SOURCE TEXT:
>>>>
What Our Independent Expert Says About the Toyota GR86 - Find the best Toyota deals!
In the sections that follow, our independent expert analyzes a GR86 Premium equipped with the following options:
The price of the test vehicle came to $33,250, including the $1,025 destination charge.
Getting In and Getting Comfortable

Photo: Ron Sessions
It's the price of admission. You must get down low if you want to drive a road-hugging modern sports or sporty car. Lowering the center of gravity is critical. Also, sports cars generally have substantial bolstering to keep the driver and passengers planted in their seats during sporty driving on curvy roads. This affects ingress and egress, but in the GR86, even though the front buckets are firm, comfortable, and supportive for the thighs and thorax, there are no stiff lateral bolsters on the seat bottoms to slide your bottom over.
The Toyota GR86's manually adjustable body-hugging seats are nicely finished for a low-priced sporty car, especially in Premium trim that gains heated front cushions and faux-leather and velour coverings. With manual tilt and telescopic adjustment, the leather-wrapped steering wheel falls neatly into hand and feels solidly connected to the front wheels. Standard dual-zone automatic climate control ups the comfort quotient as well.
The digital driver display features a digital speedometer encircled by the tachometer at center stage flanked by configurable readouts for fuel economy, driver-assistive systems, coolant temperature, and more. In Track mode, the tachometer transforms into a linear graph for quick reads by the driver. Amenities include a dash-mounted pushbutton start button and, on Premium trim, aluminum-trimmed foot pedals.
Except for door bins, there's not much storage up front. Toyota reserves much of the console space for the leather-wrapped shifter, handbrake, and drive-mode controls. However, GR86 cars with an automatic transmission include a small open bin ahead of the center armrest handy for stashing the remote key fob and other small detritus. There are dual cupholders, but they live in a covered bin under the center armrest that includes USB ports for charging and Apple CarPlay or Android Auto data connectivity. This bin and the cupholders are awkward to access while driving because of the odd angle one must bend their arm.
<<<<
YOUR TASKS:
[a] In the Toyota GR86 review, what was the price of the test vehicle, including the destination charge?
[b] Rewrite the Toyota GR86 review passage running from "Photo: Ron Sessions" down to "your bottom over.", with "bolstering" changed to "side support".
[c] Carry on the Toyota GR86 review past its last sentence.

AVAILABLE DATA:
>>>>
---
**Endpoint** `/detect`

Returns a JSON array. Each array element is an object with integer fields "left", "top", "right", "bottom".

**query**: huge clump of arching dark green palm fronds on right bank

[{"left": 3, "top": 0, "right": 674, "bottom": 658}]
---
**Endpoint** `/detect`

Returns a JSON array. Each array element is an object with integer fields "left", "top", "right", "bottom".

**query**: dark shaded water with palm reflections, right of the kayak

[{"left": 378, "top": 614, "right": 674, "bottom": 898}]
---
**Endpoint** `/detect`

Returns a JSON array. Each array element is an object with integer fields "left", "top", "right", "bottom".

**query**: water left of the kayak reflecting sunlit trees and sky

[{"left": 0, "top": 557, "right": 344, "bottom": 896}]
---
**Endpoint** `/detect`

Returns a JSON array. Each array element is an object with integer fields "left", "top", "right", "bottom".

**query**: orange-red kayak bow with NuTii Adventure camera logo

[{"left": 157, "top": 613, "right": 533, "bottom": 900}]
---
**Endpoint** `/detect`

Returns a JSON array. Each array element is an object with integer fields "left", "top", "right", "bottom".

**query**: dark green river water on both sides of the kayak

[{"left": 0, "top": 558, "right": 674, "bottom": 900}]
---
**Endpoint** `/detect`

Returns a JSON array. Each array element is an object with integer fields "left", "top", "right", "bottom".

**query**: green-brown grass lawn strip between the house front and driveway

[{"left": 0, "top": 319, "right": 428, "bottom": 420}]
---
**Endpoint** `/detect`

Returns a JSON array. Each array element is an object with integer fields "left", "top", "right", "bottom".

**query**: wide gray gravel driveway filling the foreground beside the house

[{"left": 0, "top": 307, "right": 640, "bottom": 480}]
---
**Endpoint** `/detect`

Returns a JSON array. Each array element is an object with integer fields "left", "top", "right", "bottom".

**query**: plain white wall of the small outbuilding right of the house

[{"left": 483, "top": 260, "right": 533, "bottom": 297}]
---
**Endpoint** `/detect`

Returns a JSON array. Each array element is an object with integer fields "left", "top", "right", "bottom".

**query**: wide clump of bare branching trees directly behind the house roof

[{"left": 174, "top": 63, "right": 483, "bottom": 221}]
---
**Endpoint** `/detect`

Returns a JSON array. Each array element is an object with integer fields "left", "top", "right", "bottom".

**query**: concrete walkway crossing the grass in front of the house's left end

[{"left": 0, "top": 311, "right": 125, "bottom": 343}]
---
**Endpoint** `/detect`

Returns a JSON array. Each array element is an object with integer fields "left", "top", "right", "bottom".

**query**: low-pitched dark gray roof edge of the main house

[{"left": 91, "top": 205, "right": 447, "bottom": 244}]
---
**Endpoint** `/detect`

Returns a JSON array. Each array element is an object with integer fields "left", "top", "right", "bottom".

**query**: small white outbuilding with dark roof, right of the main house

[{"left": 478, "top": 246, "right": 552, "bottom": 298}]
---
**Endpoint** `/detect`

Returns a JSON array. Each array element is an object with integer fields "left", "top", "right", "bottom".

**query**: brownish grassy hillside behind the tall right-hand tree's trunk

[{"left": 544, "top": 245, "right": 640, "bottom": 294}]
<<<<
RESULTS FOR THE EXERCISE:
[a] $33,250

[b]
Photo: Ron Sessions
It's the price of admission. You must get down low if you want to drive a road-hugging modern sports or sporty car. Lowering the center of gravity is critical. Also, sports cars generally have substantial side support to keep the driver and passengers planted in their seats during sporty driving on curvy roads. This affects ingress and egress, but in the GR86, even though the front buckets are firm, comfortable, and supportive for the thighs and thorax, there are no stiff lateral bolsters on the seat bottoms to slide your bottom over.

[c]
No wireless phone charger is available, and some switchgear, particularly the toggles on the dash center stack, feel a bit chintzy. But then again, the money in this fun-to-drive coupe is in the driveline and chassis hardware. So, enough griping.
The GR86 has a 2+2 cabin layout, which means the rear seats, such as they are with seat belts for two passengers, are not suitable for transporting even one adult very far. You can gain a few inches for one rear passenger's legs and feet by sliding the front passenger seat forward a skootch, but for the most part, the rear seats are for small kids, pets, or shopping items you don't want to put in the also small trunk. Notable in the GR86 is a pair of child-safety-seat LATCH anchor points for the rear seats.
The rear seatback does, however, fold down, opening up space from the trunk for longer and bulkier items and, yes, weekend warriors, room for four mounted racing tires on track day.
2022 Toyota GR86 Audio System Review

Photo: Ron Sessions
More basic than many of the more advanced infotainment systems in other Toyota products, the one in the GR86 is appropriate for its low-cost performance driving focus. Standard elements include:
- 8-inch color touchscreen
- Wired Apple CarPlay and Android Auto smartphone mirroring capability
- Voice recognition with voice training
- Bluetooth hands-free phone access and audio streaming
- AM/FM audio system with six speakers (base GR86) or eight speakers (Premium)
- HD Radio
- 3-month Platinum Plan trial of SiriusXM satellite radio
- One-year trial of Safety Connect, Service Connect, and Remote Connect services
Embedded navigation for maps and directions is unavailable. Drivers can instead defer to Google or Apple Maps using Android Auto or Apple CarPlay.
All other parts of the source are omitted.